Nomad Capitalist Chapter 11: Investing Overseas - A Home on Every Continent and a Cattle Ranch Too
Henderson is in Phoenix, Arizona. He calls a real estate agent named William. They go see two properties. The first one is ideal. Nice finishes, good floor plan, easy to resell later. The second one is a dump.
William starts talking about pulling more listings. Henderson stops him. “Let’s make an offer on the first one. We’ll need to be aggressive.” William is stunned. Apparently most people in the western world feel a compulsive need to look at dozens of properties before deciding anything.
Henderson bought that house for $170,000, barely half its peak value. Two years later he sold it for $262,000. A 54% profit, about 19% annualized. Not bad for a snap decision.
Except it was not a snap decision. He had done the research beforehand. He knew what he wanted. He just executed quickly instead of spending weeks agonizing over it. The same approach, he says, applies to investing overseas. Research first, act fast, do not overthink it.
He once bought an apartment near Georgia’s free trade zone for $5,200. Five thousand two hundred dollars for an apartment. That is less than what some people spend in Las Vegas on one weekend. And it gave birth to a philosophy Henderson now lives by: know why you are buying.
Why Invest Overseas at All?
You might wonder why a book for entrepreneurs has a whole chapter on real estate investing. Henderson’s answer is diversification. If your income comes from one business, you are one bad decision away from zero. Amazon FBA sellers are at the mercy of Amazon. Consultants depend on their reputation. Even profitable businesses can disappear overnight.
Henderson tells the story of Jay Leno. He hosted The Tonight Show for twenty years and never touched his TV salary. He lived entirely off his stand-up comedy income. The TV money just accumulated. Henderson does something similar. He uses investments to fund his lifestyle and leaves business profits in the company to reinvest.

Data extract -

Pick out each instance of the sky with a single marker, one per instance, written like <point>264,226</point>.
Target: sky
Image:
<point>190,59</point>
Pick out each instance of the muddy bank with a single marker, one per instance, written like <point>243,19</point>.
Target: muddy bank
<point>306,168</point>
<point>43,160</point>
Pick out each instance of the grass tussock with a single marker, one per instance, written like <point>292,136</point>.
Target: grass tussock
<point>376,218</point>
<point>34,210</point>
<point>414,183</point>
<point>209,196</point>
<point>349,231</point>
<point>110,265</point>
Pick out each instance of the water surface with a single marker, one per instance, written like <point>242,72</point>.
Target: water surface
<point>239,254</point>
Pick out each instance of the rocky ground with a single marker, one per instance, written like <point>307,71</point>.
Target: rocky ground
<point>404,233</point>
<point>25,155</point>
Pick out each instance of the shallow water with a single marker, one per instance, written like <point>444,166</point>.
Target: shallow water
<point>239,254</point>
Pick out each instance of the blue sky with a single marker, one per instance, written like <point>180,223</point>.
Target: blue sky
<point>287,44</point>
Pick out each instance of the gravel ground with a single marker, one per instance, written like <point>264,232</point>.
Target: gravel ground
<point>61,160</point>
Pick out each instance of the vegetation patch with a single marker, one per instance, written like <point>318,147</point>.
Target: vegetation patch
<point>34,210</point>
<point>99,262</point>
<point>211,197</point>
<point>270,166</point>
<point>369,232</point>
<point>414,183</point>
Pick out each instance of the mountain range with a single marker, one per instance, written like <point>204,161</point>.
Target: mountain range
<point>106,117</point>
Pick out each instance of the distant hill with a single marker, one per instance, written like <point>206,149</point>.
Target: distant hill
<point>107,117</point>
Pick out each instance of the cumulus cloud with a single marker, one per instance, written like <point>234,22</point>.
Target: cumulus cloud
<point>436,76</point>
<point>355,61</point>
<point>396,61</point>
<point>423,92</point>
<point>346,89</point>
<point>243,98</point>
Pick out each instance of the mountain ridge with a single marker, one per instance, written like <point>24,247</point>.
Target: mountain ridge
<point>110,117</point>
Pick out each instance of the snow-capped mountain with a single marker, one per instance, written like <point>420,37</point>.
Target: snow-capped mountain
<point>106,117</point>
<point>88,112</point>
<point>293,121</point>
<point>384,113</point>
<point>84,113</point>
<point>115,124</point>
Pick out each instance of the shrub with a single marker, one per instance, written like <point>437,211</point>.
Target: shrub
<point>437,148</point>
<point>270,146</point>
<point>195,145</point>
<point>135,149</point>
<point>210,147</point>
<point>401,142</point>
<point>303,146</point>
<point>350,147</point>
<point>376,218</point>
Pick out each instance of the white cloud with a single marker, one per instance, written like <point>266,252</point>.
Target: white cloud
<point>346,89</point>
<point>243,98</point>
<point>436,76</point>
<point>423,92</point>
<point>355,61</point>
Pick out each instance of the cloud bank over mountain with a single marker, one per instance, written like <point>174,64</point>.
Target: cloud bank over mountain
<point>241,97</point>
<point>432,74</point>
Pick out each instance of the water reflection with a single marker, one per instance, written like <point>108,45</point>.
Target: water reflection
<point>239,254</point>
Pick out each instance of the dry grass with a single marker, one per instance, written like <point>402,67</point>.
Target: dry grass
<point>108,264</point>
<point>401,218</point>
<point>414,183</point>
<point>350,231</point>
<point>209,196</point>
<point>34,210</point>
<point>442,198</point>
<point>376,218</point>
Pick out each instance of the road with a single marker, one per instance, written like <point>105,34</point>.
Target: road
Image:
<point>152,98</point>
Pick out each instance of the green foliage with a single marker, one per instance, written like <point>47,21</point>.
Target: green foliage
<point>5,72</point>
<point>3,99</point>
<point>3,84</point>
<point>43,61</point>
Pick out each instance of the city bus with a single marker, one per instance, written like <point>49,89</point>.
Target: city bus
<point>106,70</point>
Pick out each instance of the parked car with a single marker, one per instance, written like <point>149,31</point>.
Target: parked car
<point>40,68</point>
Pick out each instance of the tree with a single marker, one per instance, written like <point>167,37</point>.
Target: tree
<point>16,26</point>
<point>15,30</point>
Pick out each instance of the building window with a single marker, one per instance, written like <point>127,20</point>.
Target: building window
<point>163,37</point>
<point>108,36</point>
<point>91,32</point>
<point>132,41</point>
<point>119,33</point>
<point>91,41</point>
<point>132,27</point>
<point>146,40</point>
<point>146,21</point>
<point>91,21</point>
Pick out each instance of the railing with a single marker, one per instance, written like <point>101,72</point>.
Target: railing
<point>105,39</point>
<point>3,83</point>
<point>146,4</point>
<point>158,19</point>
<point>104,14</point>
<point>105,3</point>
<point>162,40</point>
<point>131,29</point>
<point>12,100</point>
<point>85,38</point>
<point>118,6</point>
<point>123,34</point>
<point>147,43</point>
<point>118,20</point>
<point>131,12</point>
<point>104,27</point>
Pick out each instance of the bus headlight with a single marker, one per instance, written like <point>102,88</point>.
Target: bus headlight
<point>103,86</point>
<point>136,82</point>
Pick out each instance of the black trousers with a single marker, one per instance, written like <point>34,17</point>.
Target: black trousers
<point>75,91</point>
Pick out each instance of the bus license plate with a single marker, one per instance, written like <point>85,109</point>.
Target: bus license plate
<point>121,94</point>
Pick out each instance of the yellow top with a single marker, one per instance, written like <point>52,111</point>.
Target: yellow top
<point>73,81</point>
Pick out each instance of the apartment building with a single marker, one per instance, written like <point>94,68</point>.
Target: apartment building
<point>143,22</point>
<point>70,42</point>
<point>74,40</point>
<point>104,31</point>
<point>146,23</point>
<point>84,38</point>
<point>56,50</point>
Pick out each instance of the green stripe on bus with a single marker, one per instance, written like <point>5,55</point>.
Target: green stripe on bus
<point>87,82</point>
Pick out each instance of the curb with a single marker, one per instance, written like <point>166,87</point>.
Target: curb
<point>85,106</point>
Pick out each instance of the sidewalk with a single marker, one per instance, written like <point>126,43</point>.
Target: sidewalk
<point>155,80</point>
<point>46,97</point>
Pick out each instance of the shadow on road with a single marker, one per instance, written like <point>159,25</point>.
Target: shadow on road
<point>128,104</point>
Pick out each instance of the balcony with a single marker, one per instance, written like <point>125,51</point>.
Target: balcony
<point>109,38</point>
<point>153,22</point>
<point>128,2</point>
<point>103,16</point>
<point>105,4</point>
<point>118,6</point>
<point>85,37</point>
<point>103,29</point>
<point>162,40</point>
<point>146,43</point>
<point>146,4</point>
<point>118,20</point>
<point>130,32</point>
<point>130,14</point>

Study questions -
[1] In the chapter excerpt, what price did Henderson get when he sold the Phoenix house two years after buying it?
[2] Reproduce the chapter excerpt word for word, from "Nomad Capitalist Chapter" up to and including "for a snap decision.".
These lines come from a different source than the chapter excerpt.

Answers by item number -
[1] $262,000.

[2]
Nomad Capitalist Chapter 11: Investing Overseas - A Home on Every Continent and a Cattle Ranch Too
Henderson is in Phoenix, Arizona. He calls a real estate agent named William. They go see two properties. The first one is ideal. Nice finishes, good floor plan, easy to resell later. The second one is a dump.
William starts talking about pulling more listings. Henderson stops him. “Let’s make an offer on the first one. We’ll need to be aggressive.” William is stunned. Apparently most people in the western world feel a compulsive need to look at dozens of properties before deciding anything.
Henderson bought that house for $170,000, barely half its peak value. Two years later he sold it for $262,000. A 54% profit, about 19% annualized. Not bad for a snap decision.